§ **Required tasks**:
**A)** Answer these from the passage on children's access to pain relief:
(i) In Kenya and South Africa, who are the only people legislation allows to prescribe specific forms of medication?
(ii) What did the hospice team suggest once morphine use caused Quinton abdominal discomfort?
(iii) What share of doctors in the continent have relocated to major towns?
**B)** Extend the passage on children's access to pain relief, picking up after its final sentence.

To prevent the misuse of controlled substances, such as morphine and other opioids, many African countries implement stringent control measures. Instead of adopting a public health program which utilises a human rights approach when treating pain, in particular, and palliative care in general, these countries focus on laws and policies aimed at prevention of drug abuse. In Kenya and South Africa laws and practices controlling the prescribing of pain relief medication ensure, through legislation, that only trained medical practitioners or dentists can prescribe specific forms of medication. When the lack of access to pain relief medication is coupled with the exodus of medical doctors from rural areas — more than 80% of doctors in the continent have relocated to major towns — this introduces unnecessary hardship for many children living in rural areas.
For Quinton having access to care from hospice meant his pain could be managed with a low dose of morphine and later, when the morphine use caused abdominal discomfort, the team could suggest laxatives to allow regular bowel movements to lift discomfort, although his breathing was not easy. Quinton could control his medication himself and, with support, was able to manage it well.
Unlike Quinton, many children struggle to receive the necessary care and access pain relief medication because the hidden side of child suffering remains unnoticed. This ‘hidden suffering’ underlies many implementation failures despite broad policy frameworks, programmes and plans developed at a national and international level. What makes this situation worse is the fact that there is limited data indicating the number of children in need and the number of resources in certain areas. This means neither civil society, government nor the international community have a clear understanding of the extent of the problem. Kofi Anan warns us against this saying that, ‘[d]ata gaps undermine our ability to target resources, develop policies and track accountability. Without good data we are flying blind. If you can’t see it, you can’t solve it’ (Kofi Annan, Nature, 2018).

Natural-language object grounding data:
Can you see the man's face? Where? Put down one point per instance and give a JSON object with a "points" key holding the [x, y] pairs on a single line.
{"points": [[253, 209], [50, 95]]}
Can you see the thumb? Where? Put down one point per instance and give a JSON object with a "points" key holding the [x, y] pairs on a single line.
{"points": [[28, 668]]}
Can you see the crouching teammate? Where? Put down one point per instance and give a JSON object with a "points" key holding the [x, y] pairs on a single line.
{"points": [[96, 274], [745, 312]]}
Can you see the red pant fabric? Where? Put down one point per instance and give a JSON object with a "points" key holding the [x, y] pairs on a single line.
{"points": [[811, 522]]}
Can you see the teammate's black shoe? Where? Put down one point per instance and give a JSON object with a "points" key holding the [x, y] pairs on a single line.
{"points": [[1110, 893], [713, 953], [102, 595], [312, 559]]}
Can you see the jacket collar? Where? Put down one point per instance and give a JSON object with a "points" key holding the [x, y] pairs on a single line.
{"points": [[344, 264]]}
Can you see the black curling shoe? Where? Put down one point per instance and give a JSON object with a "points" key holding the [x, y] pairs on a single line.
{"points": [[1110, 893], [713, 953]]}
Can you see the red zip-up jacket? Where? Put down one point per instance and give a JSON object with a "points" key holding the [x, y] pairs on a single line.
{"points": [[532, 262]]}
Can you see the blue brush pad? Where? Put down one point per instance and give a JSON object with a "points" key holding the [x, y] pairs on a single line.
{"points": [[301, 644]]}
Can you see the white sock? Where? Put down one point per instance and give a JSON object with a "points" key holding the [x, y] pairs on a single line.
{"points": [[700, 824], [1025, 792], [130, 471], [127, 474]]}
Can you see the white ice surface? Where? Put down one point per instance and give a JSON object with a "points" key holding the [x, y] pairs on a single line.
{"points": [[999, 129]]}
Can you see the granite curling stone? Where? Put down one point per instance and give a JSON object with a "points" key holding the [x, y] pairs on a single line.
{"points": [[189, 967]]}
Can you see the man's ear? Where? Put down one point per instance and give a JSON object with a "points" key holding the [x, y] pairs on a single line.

§ **Written responses**:
**A)**
(i) Trained medical practitioners or dentists.
(ii) Laxatives, to allow regular bowel movements.
(iii) More than 80%.

**B)**
The time is ripe for policy makers to reconsider existing practices and to start taking definitive steps toward removing the anomalies introduced through restrictive legislation. To do this the interests of multiple sectors must be considered. This calls for effective dialogue between all stakeholders — from health professionals and patients to law enforcers and policy makers. Through open dialogue misconceptions and assumptions may be revealed, allowing an improvement in shared meaning between different sectors.
Advocates for palliative care call on countries to ensure State involvement asking for improved resource allocation, the removal of barriers to increase access and the utilisation of evidence- based or evidence-informed interventions. We also state that both governmental and non- governmental institutions, such as Human Rights Commissions and organisations, similar to the African Committee of Experts on the Rights and Welfare of the Child (ACERWC) and UNICEF, need to play a role in bringing these issues to the fore. Offices such as the National Child Council (NCC) in Uganda and the Human Rights Commission in both South Africa and Kenya should partner with government and civil society in determining palliative care needs and in monitoring implementation of policies introduced by governments in terms of the international policy framework.